# Start of Supplied data

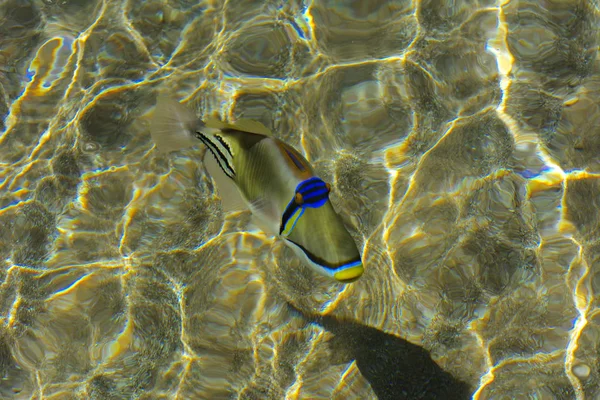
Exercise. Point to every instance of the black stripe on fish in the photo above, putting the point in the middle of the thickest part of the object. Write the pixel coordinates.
(218, 154)
(224, 143)
(323, 263)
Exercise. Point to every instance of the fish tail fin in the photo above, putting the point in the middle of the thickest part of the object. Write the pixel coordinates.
(173, 125)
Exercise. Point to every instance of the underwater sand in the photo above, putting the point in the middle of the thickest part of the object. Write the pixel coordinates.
(460, 137)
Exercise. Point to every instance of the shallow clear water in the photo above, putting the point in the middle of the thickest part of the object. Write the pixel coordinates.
(461, 142)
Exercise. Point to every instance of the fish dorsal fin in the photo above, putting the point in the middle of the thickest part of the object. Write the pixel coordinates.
(242, 124)
(295, 160)
(231, 198)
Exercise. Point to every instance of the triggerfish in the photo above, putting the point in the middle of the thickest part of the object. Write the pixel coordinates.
(269, 177)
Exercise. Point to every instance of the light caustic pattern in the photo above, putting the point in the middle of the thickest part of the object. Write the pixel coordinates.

# End of Supplied data

Problem to solve: Render every line of the material above as a JSON list of strings, one string per line, leaving out blank lines and the pictures.

Full output:
[
  "Exercise. Point to every instance of the black stripe on fish in the photo above, putting the point in the middle of the thickest part of the object. Write the pixel coordinates.",
  "(218, 154)",
  "(224, 143)",
  "(323, 263)",
  "Exercise. Point to every instance of the fish tail fin in the photo above, putting the point in the middle of the thickest part of the object. Write the pixel coordinates.",
  "(173, 125)",
  "Exercise. Point to every instance of the underwater sand in the photo above, putting the point in the middle of the thickest part of the object. Write the pixel coordinates.",
  "(460, 137)",
  "Exercise. Point to every instance of the shallow clear water in the photo above, putting the point in the middle of the thickest part of the object. Write the pixel coordinates.",
  "(461, 142)",
  "Exercise. Point to every instance of the fish dorsal fin in the photo above, putting the point in the middle of the thickest part of the object. Write the pixel coordinates.",
  "(242, 124)",
  "(295, 160)",
  "(231, 198)",
  "Exercise. Point to every instance of the triggerfish in the photo above, putting the point in the middle of the thickest part of the object. Write the pixel coordinates.",
  "(269, 177)",
  "Exercise. Point to every instance of the light caustic pattern in the photo above, putting the point in the middle of the thickest part of the object. Write the pixel coordinates."
]